▸ Problem to work on
Please update everything from the line containing "the black notebook" down to the last of the rows, replacing "Write" with "Give" and leaving all else as it stands. Give those lines again with that change.

▸ Location labeling records

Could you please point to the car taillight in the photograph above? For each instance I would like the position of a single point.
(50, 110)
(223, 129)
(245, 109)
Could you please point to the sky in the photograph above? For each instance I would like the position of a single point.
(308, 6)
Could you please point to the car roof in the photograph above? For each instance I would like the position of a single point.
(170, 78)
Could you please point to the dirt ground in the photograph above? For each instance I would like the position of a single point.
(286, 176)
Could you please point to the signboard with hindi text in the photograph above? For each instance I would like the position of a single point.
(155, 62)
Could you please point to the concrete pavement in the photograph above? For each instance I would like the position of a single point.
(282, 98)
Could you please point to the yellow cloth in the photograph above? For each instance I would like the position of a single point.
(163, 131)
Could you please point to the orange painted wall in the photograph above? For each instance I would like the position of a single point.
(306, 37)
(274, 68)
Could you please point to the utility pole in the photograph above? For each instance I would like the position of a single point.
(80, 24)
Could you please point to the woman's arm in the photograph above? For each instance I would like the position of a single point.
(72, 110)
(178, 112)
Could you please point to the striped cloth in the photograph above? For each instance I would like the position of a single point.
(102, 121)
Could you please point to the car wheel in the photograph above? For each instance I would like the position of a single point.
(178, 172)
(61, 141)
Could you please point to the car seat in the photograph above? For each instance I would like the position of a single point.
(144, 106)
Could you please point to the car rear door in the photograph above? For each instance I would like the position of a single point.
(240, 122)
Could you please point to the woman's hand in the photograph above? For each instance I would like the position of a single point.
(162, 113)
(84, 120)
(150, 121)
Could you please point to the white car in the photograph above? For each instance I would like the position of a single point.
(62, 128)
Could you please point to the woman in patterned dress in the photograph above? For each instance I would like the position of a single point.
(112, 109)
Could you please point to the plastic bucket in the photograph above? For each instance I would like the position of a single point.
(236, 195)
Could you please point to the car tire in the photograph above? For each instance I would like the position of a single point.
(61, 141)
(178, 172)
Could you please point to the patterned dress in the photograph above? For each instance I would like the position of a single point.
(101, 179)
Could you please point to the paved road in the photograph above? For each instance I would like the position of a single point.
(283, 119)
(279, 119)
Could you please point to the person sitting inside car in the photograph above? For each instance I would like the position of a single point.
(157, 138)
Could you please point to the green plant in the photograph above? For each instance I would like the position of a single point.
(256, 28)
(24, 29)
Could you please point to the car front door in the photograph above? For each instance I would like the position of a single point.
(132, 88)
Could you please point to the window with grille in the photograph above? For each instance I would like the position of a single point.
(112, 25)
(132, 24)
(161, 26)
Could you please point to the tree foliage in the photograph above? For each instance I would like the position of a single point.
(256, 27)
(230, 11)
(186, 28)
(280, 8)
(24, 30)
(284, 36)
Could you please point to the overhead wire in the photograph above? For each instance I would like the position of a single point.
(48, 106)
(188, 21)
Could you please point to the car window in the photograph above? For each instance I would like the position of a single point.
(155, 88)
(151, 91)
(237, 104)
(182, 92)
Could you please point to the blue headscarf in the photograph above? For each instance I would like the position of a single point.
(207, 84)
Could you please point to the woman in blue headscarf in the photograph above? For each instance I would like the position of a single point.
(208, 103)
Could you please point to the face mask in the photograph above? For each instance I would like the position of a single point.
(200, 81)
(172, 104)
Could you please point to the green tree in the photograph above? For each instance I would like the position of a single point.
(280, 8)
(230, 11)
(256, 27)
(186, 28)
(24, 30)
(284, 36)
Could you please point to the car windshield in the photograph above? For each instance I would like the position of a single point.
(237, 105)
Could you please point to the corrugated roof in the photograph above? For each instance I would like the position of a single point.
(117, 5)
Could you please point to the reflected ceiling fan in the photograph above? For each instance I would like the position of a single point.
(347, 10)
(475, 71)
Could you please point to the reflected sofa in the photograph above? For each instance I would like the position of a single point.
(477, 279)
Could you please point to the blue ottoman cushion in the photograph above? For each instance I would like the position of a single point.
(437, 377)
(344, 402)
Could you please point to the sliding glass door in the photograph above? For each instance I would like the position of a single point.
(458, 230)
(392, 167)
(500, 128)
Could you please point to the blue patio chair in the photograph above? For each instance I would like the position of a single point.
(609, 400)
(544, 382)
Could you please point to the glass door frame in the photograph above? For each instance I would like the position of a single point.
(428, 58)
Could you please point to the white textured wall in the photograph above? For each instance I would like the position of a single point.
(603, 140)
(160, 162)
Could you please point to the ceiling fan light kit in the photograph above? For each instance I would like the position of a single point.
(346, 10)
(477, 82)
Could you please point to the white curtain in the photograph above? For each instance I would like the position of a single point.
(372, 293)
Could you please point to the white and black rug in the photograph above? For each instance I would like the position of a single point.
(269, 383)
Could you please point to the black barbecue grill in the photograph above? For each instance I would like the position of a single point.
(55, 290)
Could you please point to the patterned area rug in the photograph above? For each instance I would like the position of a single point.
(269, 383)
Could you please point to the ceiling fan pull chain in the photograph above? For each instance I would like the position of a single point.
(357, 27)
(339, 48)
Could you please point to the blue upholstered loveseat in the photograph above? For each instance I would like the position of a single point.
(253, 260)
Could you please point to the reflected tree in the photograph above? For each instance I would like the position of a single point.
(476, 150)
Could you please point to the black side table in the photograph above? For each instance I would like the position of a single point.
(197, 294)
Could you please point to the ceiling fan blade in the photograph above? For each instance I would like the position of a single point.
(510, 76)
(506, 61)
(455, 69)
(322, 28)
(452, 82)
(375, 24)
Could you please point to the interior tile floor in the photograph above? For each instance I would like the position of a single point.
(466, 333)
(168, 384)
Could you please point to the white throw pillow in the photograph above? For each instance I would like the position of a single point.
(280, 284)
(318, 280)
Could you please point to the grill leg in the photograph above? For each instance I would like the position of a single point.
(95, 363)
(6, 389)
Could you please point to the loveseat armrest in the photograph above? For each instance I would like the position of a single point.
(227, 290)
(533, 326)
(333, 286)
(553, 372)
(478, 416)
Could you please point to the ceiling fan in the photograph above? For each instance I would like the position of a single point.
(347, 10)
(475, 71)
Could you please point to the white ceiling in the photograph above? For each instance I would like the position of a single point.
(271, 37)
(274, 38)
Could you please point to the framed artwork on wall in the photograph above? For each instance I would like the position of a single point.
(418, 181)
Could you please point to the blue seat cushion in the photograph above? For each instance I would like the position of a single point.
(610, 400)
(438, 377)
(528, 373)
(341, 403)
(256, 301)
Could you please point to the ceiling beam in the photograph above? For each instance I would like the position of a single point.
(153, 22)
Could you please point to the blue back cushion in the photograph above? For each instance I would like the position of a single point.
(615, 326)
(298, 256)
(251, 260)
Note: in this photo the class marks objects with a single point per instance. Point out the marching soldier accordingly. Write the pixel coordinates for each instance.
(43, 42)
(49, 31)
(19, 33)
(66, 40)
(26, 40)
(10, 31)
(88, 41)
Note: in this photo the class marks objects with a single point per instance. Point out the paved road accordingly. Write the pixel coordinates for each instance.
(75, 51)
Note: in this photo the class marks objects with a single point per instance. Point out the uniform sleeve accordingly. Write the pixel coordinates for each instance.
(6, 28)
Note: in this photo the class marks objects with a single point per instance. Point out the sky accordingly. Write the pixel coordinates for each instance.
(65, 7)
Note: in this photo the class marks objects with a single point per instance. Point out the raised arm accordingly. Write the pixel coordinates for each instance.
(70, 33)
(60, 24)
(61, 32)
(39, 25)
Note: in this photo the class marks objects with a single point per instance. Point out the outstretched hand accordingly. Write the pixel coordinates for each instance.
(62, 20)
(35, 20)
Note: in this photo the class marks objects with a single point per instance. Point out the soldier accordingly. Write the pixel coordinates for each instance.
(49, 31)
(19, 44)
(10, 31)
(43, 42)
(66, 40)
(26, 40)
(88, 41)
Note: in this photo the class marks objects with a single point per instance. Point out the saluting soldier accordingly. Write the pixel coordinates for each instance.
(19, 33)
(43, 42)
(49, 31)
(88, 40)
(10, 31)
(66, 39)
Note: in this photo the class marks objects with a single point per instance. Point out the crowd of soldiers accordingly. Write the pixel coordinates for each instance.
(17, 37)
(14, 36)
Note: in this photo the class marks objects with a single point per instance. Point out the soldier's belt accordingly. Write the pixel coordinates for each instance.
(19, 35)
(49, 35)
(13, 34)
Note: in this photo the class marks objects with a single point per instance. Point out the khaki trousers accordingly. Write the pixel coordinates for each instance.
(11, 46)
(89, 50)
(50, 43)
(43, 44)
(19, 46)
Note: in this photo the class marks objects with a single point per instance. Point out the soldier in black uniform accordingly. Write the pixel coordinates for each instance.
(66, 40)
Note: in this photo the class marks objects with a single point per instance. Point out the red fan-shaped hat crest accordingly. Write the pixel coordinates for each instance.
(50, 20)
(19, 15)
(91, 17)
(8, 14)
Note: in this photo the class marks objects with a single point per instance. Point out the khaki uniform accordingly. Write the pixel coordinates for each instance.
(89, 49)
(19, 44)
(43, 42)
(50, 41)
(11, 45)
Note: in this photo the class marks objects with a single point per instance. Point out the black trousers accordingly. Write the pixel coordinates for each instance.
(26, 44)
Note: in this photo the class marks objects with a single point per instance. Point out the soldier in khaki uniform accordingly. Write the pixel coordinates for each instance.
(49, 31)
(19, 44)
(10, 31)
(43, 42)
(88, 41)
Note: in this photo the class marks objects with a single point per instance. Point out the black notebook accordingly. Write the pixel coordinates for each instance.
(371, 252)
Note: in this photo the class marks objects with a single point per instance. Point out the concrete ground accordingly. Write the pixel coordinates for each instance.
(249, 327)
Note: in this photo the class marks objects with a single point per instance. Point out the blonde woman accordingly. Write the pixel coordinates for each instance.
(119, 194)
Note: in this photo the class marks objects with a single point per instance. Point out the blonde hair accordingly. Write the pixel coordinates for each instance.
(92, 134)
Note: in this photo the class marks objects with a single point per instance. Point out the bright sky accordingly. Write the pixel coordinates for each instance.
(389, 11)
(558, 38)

▸ Full output
Note: in this photo the class marks objects with a single point per instance. Point out the black notebook accordingly. Give the pixel coordinates for each instance.
(371, 252)
Note: in this photo the class marks objects with a single point per instance. Point out the concrete ground accordingly. Give the pixel coordinates for each instance.
(249, 327)
Note: in this photo the class marks objects with a single point per instance. Point out the blonde woman accordingly. Give the pixel coordinates for each instance.
(119, 194)
Note: in this photo the class marks objects with a single point per instance. Point out the blonde hair accordingly. Give the pixel coordinates for each instance.
(92, 134)
Note: in this photo the class marks objects with a single point per instance. Point out the bright sky accordingly. Give the pixel coordinates for each instance.
(389, 11)
(558, 38)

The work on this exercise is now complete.